THE DATA ->
** Start **
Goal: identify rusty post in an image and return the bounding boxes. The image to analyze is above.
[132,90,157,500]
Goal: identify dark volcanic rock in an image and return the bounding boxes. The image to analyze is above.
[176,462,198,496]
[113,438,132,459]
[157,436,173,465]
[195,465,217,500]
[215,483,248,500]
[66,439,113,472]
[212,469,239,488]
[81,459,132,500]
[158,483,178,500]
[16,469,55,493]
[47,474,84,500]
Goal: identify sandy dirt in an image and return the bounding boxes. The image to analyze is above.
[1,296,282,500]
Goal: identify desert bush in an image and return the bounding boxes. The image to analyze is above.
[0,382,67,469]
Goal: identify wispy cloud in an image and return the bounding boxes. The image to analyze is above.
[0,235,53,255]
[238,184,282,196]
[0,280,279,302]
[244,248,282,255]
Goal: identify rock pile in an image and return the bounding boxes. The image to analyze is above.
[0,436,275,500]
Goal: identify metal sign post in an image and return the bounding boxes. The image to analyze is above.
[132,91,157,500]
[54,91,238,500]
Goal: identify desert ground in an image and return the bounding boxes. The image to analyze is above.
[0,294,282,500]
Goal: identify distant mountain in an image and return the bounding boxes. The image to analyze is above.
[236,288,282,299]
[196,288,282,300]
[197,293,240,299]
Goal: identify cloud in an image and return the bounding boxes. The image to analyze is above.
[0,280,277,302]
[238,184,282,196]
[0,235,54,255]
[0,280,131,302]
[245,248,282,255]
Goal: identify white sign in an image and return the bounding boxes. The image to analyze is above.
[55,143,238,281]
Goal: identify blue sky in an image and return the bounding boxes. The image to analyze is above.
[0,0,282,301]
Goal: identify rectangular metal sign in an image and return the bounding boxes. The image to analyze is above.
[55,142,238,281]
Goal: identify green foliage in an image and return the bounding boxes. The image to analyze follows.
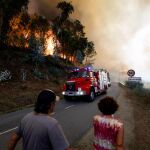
[0,0,28,42]
[33,70,45,79]
[57,1,74,26]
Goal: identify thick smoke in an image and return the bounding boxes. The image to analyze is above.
[30,0,150,81]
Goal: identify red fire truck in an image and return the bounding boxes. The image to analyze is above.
[62,68,109,101]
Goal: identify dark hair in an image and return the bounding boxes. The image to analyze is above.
[34,90,56,114]
[98,96,119,115]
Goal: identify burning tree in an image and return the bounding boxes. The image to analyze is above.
[0,0,28,43]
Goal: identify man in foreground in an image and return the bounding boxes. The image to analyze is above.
[8,90,71,150]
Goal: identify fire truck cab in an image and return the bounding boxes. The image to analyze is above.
[62,68,108,101]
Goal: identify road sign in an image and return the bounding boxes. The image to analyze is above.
[127,69,135,77]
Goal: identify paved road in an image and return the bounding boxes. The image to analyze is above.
[0,83,120,150]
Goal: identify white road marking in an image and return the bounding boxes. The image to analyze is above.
[51,112,55,115]
[0,105,75,136]
[65,105,75,110]
[0,126,18,136]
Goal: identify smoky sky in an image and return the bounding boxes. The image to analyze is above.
[29,0,150,81]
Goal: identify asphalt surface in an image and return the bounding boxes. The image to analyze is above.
[0,83,120,150]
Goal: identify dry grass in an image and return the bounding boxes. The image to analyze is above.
[0,79,63,113]
[126,89,150,150]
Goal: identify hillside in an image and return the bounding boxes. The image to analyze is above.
[0,47,72,113]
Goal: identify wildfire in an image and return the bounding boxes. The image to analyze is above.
[45,37,55,55]
[45,31,55,55]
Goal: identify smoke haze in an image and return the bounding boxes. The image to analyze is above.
[29,0,150,81]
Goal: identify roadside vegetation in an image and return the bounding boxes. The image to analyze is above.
[123,82,150,150]
[0,0,96,113]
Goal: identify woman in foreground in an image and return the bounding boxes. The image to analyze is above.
[93,97,124,150]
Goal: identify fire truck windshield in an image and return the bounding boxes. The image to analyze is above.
[68,71,89,79]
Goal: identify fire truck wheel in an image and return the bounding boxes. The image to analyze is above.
[64,96,71,101]
[89,89,95,102]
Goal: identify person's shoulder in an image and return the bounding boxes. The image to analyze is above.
[114,117,123,128]
[47,116,58,125]
[93,115,101,121]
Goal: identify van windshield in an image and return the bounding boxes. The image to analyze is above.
[68,71,89,79]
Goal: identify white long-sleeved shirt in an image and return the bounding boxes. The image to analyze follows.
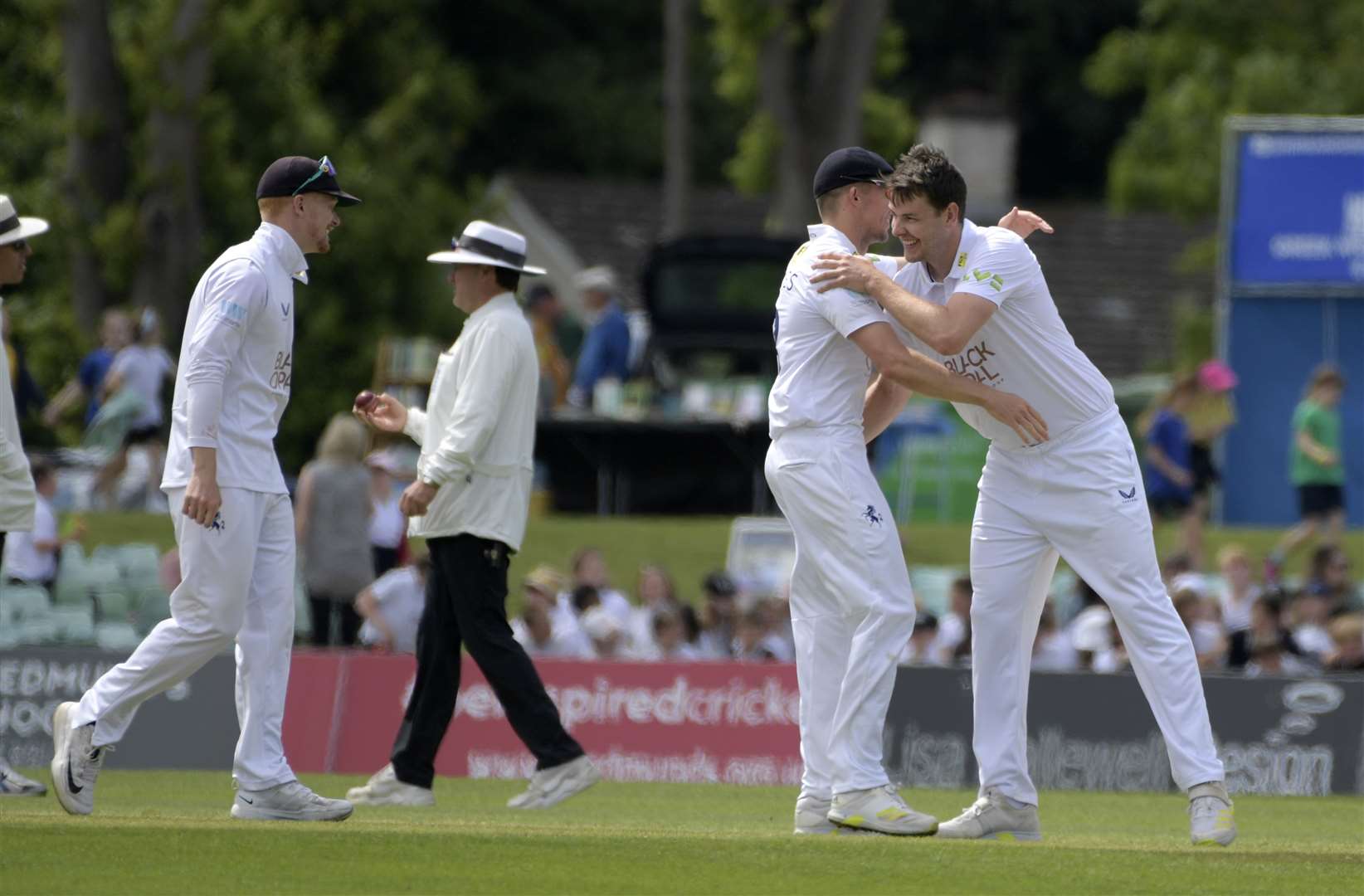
[404,292,540,551]
[0,293,37,532]
[161,222,309,494]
** End **
Retype all of the rows above word for word, and leave the pictures out of your copy.

RESULT BELOW ->
Goal: identify rusty post in an image and return the bounding boxes. The image to analyze is above.
[132,90,157,500]
Goal: identify dark volcanic rock in an image and return the bounding boxes. The image to analyze is above.
[176,462,198,496]
[113,438,132,459]
[157,436,173,465]
[195,465,217,500]
[215,483,248,500]
[66,439,113,472]
[212,469,239,488]
[81,459,132,500]
[158,483,178,500]
[16,469,55,493]
[47,474,84,500]
Goal: identify sandy dirt in an image and return the bounding boxes. The image to analyze is above.
[1,296,282,500]
Goal: identify desert bush in an image and return the bounding boxes. The image to analyze is above.
[0,382,67,469]
Goal: identify wispy cloud in an image and return the bounding boxes. The image to analyze is above.
[0,235,53,255]
[238,184,282,196]
[0,280,279,302]
[244,248,282,255]
Goal: identify rock pile in an image and return the bounding boxes. The image to analyze is above.
[0,436,275,500]
Goal: identify metal sign post in an image and return the bounding boxes. The image to analyze is above.
[132,91,157,500]
[54,91,238,500]
Goal: identify desert ground in an image and return the bounding boxes. The image to analyze is above.
[0,294,282,500]
Goal: identify distant mountain in an image and return the bounding boxes. The image to analyze is above.
[236,288,282,299]
[196,288,282,300]
[197,293,240,299]
Goal: identify cloud in an image and return the bounding boxes. The image to analyze is above.
[0,280,277,302]
[238,184,282,196]
[0,235,54,255]
[0,280,131,302]
[245,248,282,255]
Goal: identify white sign in an image and return the bounding boxes. The image to analyze is above.
[55,143,238,281]
Goal: identify blue sky in an image and return the bounding boxes. The image to analyze is above.
[0,0,282,301]
Goal: identify rectangular metal sign in an image and return the bounding boxes. The image to analyze is above.
[55,142,238,281]
Goal: identify green foliage in an image and return the bounding boxes. The image to analyze follows.
[0,0,28,42]
[33,70,45,79]
[57,1,74,26]
Goal: identify thick smoke in an image and return the bounding boxes. The image to analyze is above.
[30,0,150,81]
Goal: identify red fire truck in an image and return the bounding boxes. The image to analyze is above.
[62,68,109,101]
Goal: identify dark hair in an image and return the bounding boxes. The image to analyze is above.
[34,90,56,114]
[98,96,119,115]
Goal: identify burning tree in an image and return the bounding boxes. The image to analyze is above.
[0,0,28,43]
Goal: identify man in foreground in an image and return the bounding boxes. The image to analyze is above.
[8,90,71,150]
Goal: identify fire truck cab in an image and return the bounding boxes. The image to analyze is above.
[62,68,108,101]
Goal: identify road sign in an image and return the bounding boxes. The image to analyze is above.
[127,69,135,77]
Goal: identify paved road in an image and return the bounding boxes. The image to analyze is above.
[0,83,120,150]
Goal: identify white road marking in an image and return the bounding boxes. The image to analyze is above.
[51,112,55,115]
[0,105,75,136]
[65,105,75,110]
[0,126,18,136]
Goal: identify smoky sky in an image and return the bounding boxes. The image to analyze is above.
[29,0,150,81]
Goal: identify asphalt surface in an image and return the bounding boxes. The image to analyze is above.
[0,83,120,150]
Goal: identify dry grass in an image and return the bounding boxes. The image to analyze is above.
[0,79,63,113]
[126,89,150,150]
Goal: identify hillside in an image and return the bounding boxes. The image to analyze is above.
[0,47,72,113]
Goal: identify wildfire in an image and return the bounding boxes. The image to analyze is above.
[45,37,55,55]
[45,31,55,55]
Goal: identify smoke haze in an image and return the bounding boxes. The image to analyze is above.
[29,0,150,81]
Goal: identify roadside vegetation in an image and return the bounding boxes. The image to analyze is above.
[123,82,150,150]
[0,0,96,113]
Goal: identify woman in foreground in an image and return the bounding boxes. The image to analyze is above.
[93,97,124,150]
Goal: identify fire truck windshield in an image and return the bounding boxes. The image to analyze is above.
[68,71,89,79]
Goal: identify fire truck wheel in an image and return the bounding boxes. The image to analyze is above.
[64,96,71,101]
[89,89,95,102]
Goal: identify person's shoulder in an image and return the bounding boxes. The image to analyze is above.
[114,117,123,128]
[47,116,58,125]
[93,115,101,121]
Goal: identify van windshield in an image and return the bounding boxes. The image to analyze is above.
[68,71,89,79]
Goal: identify white long-sleeved shirt in an image and return the bounding boxes. The image to analyze follows.
[404,292,540,551]
[0,293,37,532]
[161,222,309,494]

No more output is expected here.